Как читать А. Н. Толстого?
Рисунки А. Толстого на полях рукописи романа «Петр I».
Созданное А. Н. Толстым поражало многообразием обличий, многообразием жанров. «Рябило от людей, рябило от писаний», — вспоминает К. Федин и удивляется: каким же «пестрым и разным остается его книжное наследие, в котором толпится так же много жанров, как в поэтике». Так: Толстой был широк — оттого, наверное, что он, при жизни еще возведенный в «советские классики», стремился возглавлять — представлять — олицетворять всю советскую литературу.
Крайние точки этого наследия, равного целой поэтике, — авантюрно-фантастический Роман и историческая эпопея. Вот и сравним именно такие два произведения, которые кажутся несопоставимыми, — «Гиперболоид инженера Гарина» и «Петр Первый». Первый роман — личный рекорд халтуры , второй — личный рекорд тщательности и требовательности к себе.
Работая над «Гиперболоидом», Толстой откровенно выполнял заказ Доброхима на «желтый» пропагандистский роман. «Не согласитесь ли Вы, Алексей Николаевич, написать «газовый» роман рокамболевского характера? Может быть, можно «газировать» вашу «Аэлиту»?» — таков циничный запрос — с указанием не только на то, о чем писать, но и на то, чему подражать . «Предложенный Вами роман меня увлекает. На это нужно смотреть, разумеется, как на одну из новых форм искусства» — таков циничный ответ Толстого с легкомысленным обещанием «новых форм».

* **Задание a**
Можете ли вы оформить все строки перечня ниже в нумерованный список, убрав пустые строки?
Этот текст никак не связан с перечнем.

* **Исходные данные**
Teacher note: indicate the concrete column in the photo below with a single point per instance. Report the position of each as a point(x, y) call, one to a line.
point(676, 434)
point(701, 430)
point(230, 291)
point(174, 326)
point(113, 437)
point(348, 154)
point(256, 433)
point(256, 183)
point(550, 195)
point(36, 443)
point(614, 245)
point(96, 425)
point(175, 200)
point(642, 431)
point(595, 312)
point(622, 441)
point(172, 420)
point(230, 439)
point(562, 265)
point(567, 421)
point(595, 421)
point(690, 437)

* **Задание b**
Перепишите отрывок текста о Толстом начиная с «Созданное А. Н.» и заканчивая «всю советскую литературу.», поменяв «многообразием» на «разнообразием».

* **Правильный ответ a**
1. Teacher note: indicate the concrete column in the photo below with a single point per instance. Report the position of each as a point(x, y) call, one to a line.
2. point(676, 434)
3. point(701, 430)
4. point(230, 291)
5. point(174, 326)
6. point(113, 437)
7. point(348, 154)
8. point(256, 433)
9. point(256, 183)
10. point(550, 195)
11. point(36, 443)
12. point(614, 245)
13. point(96, 425)
14. point(175, 200)
15. point(642, 431)
16. point(595, 312)
17. point(622, 441)
18. point(172, 420)
19. point(230, 439)
20. point(562, 265)
21. point(567, 421)
22. point(595, 421)
23. point(690, 437)

* **Правильный ответ b**
Созданное А. Н. Толстым поражало разнообразием обличий, разнообразием жанров. «Рябило от людей, рябило от писаний», — вспоминает К. Федин и удивляется: каким же «пестрым и разным остается его книжное наследие, в котором толпится так же много жанров, как в поэтике». Так: Толстой был широк — оттого, наверное, что он, при жизни еще возведенный в «советские классики», стремился возглавлять — представлять — олицетворять всю советскую литературу.